>> begin DATA FOR THIS TASK

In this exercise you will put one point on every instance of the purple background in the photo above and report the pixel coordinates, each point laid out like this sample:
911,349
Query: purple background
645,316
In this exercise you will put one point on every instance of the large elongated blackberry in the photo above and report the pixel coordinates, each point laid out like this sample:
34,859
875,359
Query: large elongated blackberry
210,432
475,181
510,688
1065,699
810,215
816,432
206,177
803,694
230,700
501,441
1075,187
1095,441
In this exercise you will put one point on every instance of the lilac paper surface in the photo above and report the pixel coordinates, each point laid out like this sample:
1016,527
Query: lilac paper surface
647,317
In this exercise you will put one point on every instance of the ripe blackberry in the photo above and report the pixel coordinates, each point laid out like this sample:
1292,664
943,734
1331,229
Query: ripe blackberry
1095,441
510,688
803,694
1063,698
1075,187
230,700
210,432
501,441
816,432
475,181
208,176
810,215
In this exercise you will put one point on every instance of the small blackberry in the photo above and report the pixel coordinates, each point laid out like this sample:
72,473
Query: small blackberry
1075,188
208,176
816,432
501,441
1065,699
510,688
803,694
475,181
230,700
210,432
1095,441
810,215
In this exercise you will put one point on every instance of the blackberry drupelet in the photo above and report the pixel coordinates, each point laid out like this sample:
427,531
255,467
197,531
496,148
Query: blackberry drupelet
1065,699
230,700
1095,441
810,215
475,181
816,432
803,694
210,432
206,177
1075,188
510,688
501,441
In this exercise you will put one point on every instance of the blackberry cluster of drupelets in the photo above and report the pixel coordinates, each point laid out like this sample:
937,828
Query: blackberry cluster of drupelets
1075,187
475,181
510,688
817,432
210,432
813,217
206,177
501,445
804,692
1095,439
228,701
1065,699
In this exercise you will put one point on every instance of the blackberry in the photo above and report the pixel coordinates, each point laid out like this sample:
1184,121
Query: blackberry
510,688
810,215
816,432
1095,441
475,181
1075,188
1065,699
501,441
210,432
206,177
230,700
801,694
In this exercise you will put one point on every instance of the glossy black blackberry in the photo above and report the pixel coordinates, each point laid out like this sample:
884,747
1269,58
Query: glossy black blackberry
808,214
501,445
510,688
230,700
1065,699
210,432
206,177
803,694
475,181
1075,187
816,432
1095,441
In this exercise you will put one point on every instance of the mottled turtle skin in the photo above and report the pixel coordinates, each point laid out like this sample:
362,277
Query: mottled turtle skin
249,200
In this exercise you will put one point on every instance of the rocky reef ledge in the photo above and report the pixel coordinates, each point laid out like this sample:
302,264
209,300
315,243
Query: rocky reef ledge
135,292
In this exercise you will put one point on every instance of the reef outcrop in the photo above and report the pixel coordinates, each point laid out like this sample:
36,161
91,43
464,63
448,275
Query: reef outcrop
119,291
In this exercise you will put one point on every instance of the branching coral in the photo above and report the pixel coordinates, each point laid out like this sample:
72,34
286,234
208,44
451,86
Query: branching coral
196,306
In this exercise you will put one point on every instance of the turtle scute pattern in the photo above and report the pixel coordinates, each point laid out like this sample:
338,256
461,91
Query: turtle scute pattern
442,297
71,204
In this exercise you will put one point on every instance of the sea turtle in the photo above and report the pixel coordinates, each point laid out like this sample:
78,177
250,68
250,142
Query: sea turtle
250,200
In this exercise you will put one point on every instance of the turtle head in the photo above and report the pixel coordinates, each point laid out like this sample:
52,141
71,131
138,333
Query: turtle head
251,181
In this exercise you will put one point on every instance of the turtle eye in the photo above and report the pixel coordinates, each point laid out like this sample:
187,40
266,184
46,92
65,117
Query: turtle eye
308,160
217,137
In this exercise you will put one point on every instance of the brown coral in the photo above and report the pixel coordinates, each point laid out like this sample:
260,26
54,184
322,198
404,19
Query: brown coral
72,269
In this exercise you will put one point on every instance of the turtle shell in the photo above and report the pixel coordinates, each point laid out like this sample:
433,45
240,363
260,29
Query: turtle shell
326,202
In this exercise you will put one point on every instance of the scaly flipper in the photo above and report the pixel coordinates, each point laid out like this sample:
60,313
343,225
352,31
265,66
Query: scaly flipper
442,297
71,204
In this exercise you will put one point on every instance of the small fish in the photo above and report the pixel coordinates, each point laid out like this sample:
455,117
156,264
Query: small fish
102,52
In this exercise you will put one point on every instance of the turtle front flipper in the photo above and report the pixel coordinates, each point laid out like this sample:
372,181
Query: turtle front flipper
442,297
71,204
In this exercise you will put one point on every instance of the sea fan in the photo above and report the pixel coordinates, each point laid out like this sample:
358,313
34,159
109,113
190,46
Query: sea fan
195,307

>> end DATA FOR THIS TASK

* [AIM OF THE TASK]: From the records above, extract every entry verbatim.

* [SOLUTION FOR THIS EXERCISE]:
In this exercise you will put one point on every instance of the purple background in the photo above and report the pixel coordinates, each point laid out like this sample:
911,349
Query: purple background
645,316
In this exercise you will put one point on every instance of the large elongated blackberry in the photo above and report the pixel coordinates, each point laid out like this sample:
34,859
875,359
Query: large elongated blackberry
210,432
475,181
510,688
1065,699
810,215
816,432
206,177
803,694
230,700
501,441
1075,187
1095,441
In this exercise you will put one point on every instance of the lilac paper surface in the photo above and report the pixel coordinates, each point laid out like this sample:
1016,527
Query: lilac paper surface
647,317
In this exercise you will put one point on every instance of the ripe blackberry in the photo above and report the pixel coordinates, each point laid out like this sample:
1292,664
943,734
1331,229
Query: ripe blackberry
1095,441
510,688
803,694
1063,698
1075,187
230,700
210,432
501,441
816,432
475,181
208,176
810,215
In this exercise you will put one point on every instance of the small blackberry in the photo above and report the pixel coordinates, each point laid out like this sample:
72,473
Query: small blackberry
1075,188
208,176
816,432
501,441
1065,699
510,688
803,694
475,181
230,700
210,432
1095,441
810,215
In this exercise you will put one point on every instance of the blackberry drupelet in the photo above and report the pixel coordinates, each point laid out like this sample:
427,531
255,467
197,531
496,148
Query: blackberry drupelet
1065,699
230,700
1095,441
810,215
475,181
816,432
803,694
210,432
206,177
1075,188
510,688
501,441
In this exercise you will put one point on every instance of the blackberry cluster of drupelets in the photo above and report the pixel coordinates, each point laid out like this sample:
937,828
Query: blackberry cluster of drupelets
1075,187
475,181
510,688
817,432
210,432
813,217
206,177
501,445
804,692
1095,439
228,701
1065,699
In this exercise you will put one point on every instance of the blackberry in the photo above and report the pixel coordinates, each point laid out like this sample:
1184,121
Query: blackberry
510,688
810,215
816,432
1095,441
475,181
1075,188
1065,699
501,441
210,432
206,177
230,700
801,694
In this exercise you will put one point on every instance of the glossy black blackberry in the photo above and report the pixel coordinates, each point laid out like this sample:
884,747
1269,58
Query: glossy black blackberry
808,214
501,445
510,688
230,700
1065,699
210,432
206,177
803,694
475,181
1075,187
816,432
1095,441
In this exercise you will put one point on every instance of the mottled turtle skin in the photo above and report the pixel coordinates, each point laid out like this sample:
362,277
Query: mottled turtle skin
249,200
In this exercise you will put one point on every instance of the rocky reef ledge in the photo above and report the pixel coordinates, each point laid out like this sample:
302,264
209,300
315,243
Query: rocky reef ledge
135,292
In this exercise you will put one point on every instance of the reef outcrop in the photo above and report the pixel coordinates, each point laid out like this sample:
36,161
91,43
464,63
448,275
Query: reef outcrop
119,291
In this exercise you will put one point on every instance of the branching coral in the photo above and report the pixel coordinates, each point laid out like this sample:
72,34
286,234
208,44
451,86
Query: branching coral
196,306
In this exercise you will put one point on every instance of the turtle scute pattern in the photo above and report the pixel coordinates, each point laid out like this sample:
338,256
461,91
Query: turtle scute pattern
442,297
71,204
In this exercise you will put one point on every instance of the sea turtle in the photo above and report the pixel coordinates, each point laid out like this sample:
78,177
250,68
250,142
Query: sea turtle
250,200
In this exercise you will put one point on every instance of the turtle head in the photo above and report the pixel coordinates, each point laid out like this sample:
52,141
71,131
138,333
Query: turtle head
251,181
In this exercise you will put one point on every instance of the turtle eye in the photo above and report the pixel coordinates, each point laid out like this sample:
187,40
266,184
46,92
65,117
Query: turtle eye
308,160
217,137
In this exercise you will put one point on every instance of the brown coral in the photo above and report the pixel coordinates, each point laid out like this sample:
260,26
54,184
322,198
404,19
Query: brown coral
72,269
In this exercise you will put one point on every instance of the turtle shell in the photo above and report the pixel coordinates, each point laid out like this sample:
433,45
240,363
260,29
Query: turtle shell
326,202
In this exercise you will put one point on every instance of the scaly flipper in the photo above and report the pixel coordinates, each point laid out like this sample:
60,313
343,225
352,31
265,66
Query: scaly flipper
442,297
71,204
In this exercise you will put one point on every instance of the small fish in the photo above and report the pixel coordinates, each point laid out like this sample:
455,117
156,264
Query: small fish
102,52
In this exercise you will put one point on every instance of the turtle front flipper in the photo above and report the pixel coordinates, each point laid out like this sample:
372,181
Query: turtle front flipper
442,297
71,204
In this exercise you will put one point on every instance of the sea fan in the photo above and report the pixel coordinates, each point laid out like this sample:
358,313
34,159
109,113
190,46
Query: sea fan
195,307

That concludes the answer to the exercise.